### Assignment
Once every line below has been checked for "jacket", give only the number of lines that have it.

### Dataset records
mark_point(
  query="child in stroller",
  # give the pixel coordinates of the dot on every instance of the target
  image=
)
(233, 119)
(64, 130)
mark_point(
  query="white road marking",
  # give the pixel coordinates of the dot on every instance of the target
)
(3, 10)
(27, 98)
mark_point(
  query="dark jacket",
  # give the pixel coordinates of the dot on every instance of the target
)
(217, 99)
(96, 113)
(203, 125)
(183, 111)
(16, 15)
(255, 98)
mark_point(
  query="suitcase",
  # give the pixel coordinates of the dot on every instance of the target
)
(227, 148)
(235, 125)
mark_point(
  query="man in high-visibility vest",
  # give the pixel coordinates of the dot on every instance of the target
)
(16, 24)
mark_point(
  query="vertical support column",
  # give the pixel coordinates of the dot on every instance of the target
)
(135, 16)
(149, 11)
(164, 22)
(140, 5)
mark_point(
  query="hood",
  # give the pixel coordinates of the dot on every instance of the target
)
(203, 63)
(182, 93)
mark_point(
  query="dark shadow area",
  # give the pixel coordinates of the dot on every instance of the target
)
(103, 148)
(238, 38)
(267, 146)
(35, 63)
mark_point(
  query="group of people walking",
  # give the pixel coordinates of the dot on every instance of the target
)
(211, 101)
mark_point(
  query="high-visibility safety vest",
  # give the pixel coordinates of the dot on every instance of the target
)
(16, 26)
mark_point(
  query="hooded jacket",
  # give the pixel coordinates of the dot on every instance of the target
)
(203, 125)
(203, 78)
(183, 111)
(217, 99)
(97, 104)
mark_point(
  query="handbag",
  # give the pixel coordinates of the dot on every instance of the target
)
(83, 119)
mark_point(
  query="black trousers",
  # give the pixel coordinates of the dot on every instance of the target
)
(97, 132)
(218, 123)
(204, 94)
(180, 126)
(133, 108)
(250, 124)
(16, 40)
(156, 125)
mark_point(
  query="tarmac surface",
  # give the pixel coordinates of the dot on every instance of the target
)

### Result
2